Point-per-instance localization data
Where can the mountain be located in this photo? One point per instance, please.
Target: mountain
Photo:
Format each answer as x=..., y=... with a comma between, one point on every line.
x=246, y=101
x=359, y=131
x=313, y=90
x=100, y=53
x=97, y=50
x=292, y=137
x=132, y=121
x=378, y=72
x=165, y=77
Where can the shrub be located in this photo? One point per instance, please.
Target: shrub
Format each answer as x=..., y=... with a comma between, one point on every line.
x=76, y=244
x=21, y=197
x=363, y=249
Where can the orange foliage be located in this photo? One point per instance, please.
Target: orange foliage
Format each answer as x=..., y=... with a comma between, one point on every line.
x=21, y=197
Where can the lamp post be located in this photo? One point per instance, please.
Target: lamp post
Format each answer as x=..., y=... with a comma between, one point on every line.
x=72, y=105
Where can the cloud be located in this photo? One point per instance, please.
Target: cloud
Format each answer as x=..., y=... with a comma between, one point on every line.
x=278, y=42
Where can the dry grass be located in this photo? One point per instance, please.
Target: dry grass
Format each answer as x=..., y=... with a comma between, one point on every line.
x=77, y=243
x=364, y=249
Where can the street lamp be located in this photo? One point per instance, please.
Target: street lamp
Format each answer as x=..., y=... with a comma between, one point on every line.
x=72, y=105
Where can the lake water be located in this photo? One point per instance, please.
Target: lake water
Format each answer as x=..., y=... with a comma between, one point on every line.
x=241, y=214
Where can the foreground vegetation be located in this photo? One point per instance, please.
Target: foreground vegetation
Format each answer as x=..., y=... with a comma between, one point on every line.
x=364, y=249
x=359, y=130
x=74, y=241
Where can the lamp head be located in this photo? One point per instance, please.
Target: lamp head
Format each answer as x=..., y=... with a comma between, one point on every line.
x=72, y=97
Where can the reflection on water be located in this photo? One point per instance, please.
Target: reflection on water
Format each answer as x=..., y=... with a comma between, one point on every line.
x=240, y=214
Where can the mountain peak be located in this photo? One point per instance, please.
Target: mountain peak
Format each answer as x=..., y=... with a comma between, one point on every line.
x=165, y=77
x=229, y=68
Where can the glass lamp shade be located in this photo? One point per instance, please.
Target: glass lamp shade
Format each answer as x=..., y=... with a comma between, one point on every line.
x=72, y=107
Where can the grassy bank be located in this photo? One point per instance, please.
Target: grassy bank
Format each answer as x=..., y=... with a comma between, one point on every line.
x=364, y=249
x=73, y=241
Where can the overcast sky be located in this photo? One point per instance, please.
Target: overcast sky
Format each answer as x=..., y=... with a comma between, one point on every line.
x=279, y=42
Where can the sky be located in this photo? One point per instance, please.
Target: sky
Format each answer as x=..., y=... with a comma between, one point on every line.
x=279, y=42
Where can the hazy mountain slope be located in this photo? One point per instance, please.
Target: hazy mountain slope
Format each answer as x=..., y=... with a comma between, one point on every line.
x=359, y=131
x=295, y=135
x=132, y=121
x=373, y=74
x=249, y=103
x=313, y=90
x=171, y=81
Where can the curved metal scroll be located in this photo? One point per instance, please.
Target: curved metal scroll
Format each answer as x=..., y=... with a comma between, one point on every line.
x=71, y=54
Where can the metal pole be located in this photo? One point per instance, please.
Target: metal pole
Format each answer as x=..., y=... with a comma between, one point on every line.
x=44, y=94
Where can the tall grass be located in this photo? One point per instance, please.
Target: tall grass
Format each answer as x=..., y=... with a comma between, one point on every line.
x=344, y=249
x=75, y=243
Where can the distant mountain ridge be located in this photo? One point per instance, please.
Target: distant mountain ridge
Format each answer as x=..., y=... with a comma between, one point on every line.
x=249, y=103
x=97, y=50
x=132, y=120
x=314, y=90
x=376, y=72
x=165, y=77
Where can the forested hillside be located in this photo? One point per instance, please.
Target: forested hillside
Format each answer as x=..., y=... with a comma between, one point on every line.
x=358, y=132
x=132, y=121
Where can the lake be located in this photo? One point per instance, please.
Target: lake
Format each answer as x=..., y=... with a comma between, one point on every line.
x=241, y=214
...
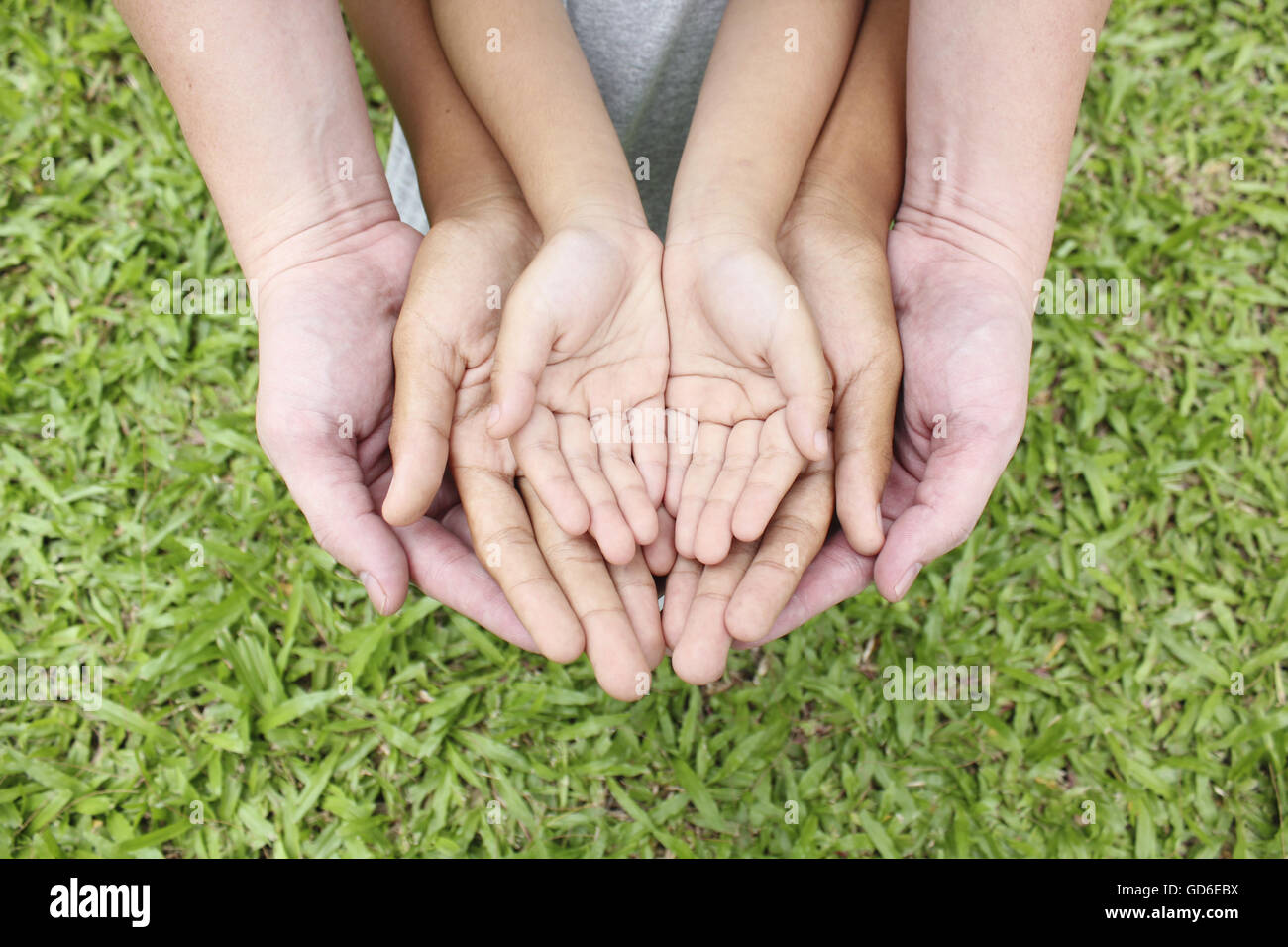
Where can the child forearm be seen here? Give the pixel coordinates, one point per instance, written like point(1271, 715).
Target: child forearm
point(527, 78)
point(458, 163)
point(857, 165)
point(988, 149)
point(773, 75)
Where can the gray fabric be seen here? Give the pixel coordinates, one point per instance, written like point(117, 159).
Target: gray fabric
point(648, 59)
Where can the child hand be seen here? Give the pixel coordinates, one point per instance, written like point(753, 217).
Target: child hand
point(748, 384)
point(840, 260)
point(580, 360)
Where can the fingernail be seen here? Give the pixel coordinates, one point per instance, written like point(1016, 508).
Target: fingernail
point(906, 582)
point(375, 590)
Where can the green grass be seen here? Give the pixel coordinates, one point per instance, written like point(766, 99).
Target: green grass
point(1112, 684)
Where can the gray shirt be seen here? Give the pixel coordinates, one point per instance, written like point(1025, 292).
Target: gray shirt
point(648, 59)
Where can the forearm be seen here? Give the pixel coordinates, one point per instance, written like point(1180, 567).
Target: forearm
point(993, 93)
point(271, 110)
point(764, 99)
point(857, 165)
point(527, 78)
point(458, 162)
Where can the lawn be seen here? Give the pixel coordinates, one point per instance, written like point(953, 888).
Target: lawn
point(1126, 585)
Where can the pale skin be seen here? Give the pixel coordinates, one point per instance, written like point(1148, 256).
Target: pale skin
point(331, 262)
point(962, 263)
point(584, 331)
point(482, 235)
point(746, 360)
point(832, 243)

WHAT THE TASK REQUIRES
Looking at the records, how many lines include "hazy"? Respond with the number only.

SOLUTION
2